── SUPPLIED TEXT
John James Jeal was born into an ordinary working-class family in Lewisham in 1850. His father was a sawyer and he had an older brother and sister and four younger siblings. John became a carpenter, but he was ambitious and after work went to night school (he probably left full-time education at twelve or thirteen).
He married Emily Edwards in 1874. Their first child was a daughter, the second a son who lived only a few weeks. Another son, Ernest, was born in 1880. By this time, John had set up his own builder’s business, employing ten men and he was doing well enough to have become a rate-payer.
His widowed mother died and he had no other ties in Lewisham, so he took the decision to move to Hythe in 1881. He must have visited – perhaps on a day trip or holiday – and seen the potential in the area for a builder. Both the Seabrook and Sandling Estates on the outskirts of the town had been established and there were plans for all sorts of houses, from the small to the very grand. For a man with ambition, it was irresistible.
He settled the family at Cavendish Villas in Seabrook Road and proceeded to make his name. He soon realised that he needed influence with the Town Council – so stood for election himself in 1884 and was successful. By now he was building houses along the road in which he lived, of the ‘less pretentious’ type. They all sold. In 1888 he started building small houses and cottages in Saltwood. Two more daughters were born. The family had also brought with them to Hythe Alice Putnam, who did the firm’s book-keeping and lodged with them. This arrangement lasted until John’s death.
John took a particular interest in the provision of public transport – good links to Folkestone and London would make his houses more desirable. He wanted an electric tramway to run from Hythe down Seabrook Road to Folkestone and visited Paris and Bournemouth to look at their systems, but there was too much local opposition for his plans to come to fruition.
The South Eastern Railway, under the chairmanship of Hythe’s MP Edward Watkin, bought as much land and property as was available between and around Hythe and Sandgate railway stations. In 1886 it embarked on a road-building scheme for the developing Seabrook Estate. The new Cannongate Road ran from the seafront to Hythe station, and another, Cliff Road, branched off the main road at Seabrook and ran just south of the railway line to Hythe and then via a bridge to the north of it. Here, it was hoped, substantial villas would be built – and they were.
Victorian houses in Cannongate Road Google Maps
John himself built a shorter road, now Sea Road. leading to the sea front across the first bridge on the Royal Military Canal, which the local press believed would be ‘a great convenience for carriages’. It enabled the owners of the houses in Cannongate and Cliff Roads to get to the healthy sea air without driving too far.
Sea Road & bridge before World War 2, when it was demolished for defence reasons…
And as it is today, with just a footbridge
John’s other concern was for proper drainage in Seabrook – he claimed that Sea Road was often a foot deep in storm water. He was persistent in his demands and eventually took drastic steps to achieve his aim. In 1891 he refused to stand as a candidate for the Town Council as he could harass them about drainage more effectively as a free agent. Then in 1893 he cancelled his membership of all the local clubs and institutions of which he was a member – including the golf club – as a protest. In 1894 the Council conceded that he was right, the drains went in and in 1897 John was back on the Council, elected unopposed for the East Ward.
────
REQUIRED ACTIONS:
[1] Using the text about John James Jeal, decide whether each statement agrees with it: (a) Jeal's father was a carpenter; (b) Jeal won election to the Town Council in 1884; (c) Jeal's electric tramway from Hythe to Folkestone was built. For each statement, answer yes or no and quote the words that decide it.
[2] List every road named in the text about John James Jeal.
[3] Translate this sentence from the text about John James Jeal into French: "John took a particular interest in the provision of public transport – good links to Folkestone and London would make his houses more desirable."
── MATERIAL SHOWN
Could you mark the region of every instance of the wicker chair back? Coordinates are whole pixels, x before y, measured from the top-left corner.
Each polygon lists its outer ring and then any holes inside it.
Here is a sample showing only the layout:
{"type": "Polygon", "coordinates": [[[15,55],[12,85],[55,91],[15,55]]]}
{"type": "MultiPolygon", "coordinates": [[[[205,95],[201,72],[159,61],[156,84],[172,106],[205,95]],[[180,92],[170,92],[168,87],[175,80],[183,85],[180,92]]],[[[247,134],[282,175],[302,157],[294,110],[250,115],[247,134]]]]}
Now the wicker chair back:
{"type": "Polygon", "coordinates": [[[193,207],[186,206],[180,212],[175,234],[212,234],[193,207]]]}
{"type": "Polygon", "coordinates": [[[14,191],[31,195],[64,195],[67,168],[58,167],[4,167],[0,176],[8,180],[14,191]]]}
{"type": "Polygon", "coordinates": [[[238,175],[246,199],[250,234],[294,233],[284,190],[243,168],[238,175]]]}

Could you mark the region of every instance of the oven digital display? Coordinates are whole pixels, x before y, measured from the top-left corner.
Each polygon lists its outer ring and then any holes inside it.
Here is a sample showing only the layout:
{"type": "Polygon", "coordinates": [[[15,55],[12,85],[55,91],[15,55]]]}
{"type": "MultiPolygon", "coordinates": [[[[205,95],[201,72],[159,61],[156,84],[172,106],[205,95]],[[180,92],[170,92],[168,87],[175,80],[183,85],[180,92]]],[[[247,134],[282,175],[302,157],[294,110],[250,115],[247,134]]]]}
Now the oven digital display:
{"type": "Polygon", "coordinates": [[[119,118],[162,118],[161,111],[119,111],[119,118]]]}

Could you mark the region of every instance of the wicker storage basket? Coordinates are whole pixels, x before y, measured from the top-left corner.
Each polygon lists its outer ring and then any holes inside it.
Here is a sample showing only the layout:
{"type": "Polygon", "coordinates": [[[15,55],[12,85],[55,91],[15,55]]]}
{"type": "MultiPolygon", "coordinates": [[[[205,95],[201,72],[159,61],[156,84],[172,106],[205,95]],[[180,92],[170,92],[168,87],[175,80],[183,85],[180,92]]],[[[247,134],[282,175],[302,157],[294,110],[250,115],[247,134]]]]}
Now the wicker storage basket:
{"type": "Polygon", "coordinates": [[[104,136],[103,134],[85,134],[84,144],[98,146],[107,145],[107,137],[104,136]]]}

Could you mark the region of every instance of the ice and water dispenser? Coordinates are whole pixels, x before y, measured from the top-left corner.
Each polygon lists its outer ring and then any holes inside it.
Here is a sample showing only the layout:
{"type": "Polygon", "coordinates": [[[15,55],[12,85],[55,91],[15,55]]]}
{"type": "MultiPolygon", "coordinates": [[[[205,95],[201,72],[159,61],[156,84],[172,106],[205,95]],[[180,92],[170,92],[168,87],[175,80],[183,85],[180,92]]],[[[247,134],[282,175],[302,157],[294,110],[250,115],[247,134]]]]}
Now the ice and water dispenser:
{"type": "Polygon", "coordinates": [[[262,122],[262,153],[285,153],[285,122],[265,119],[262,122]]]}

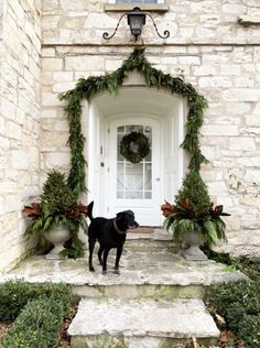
────
ANSWER SET:
[1]
(a) No: "His father was a sawyer"
(b) Yes: "so stood for election himself in 1884 and was successful"
(c) No: "there was too much local opposition for his plans to come to fruition"

[2] Seabrook Road, Cannongate Road, Cliff Road, Sea Road

[3] John s'intéressait particulièrement à l'offre de transports publics – de bonnes liaisons avec Folkestone et Londres rendraient ses maisons plus attrayantes.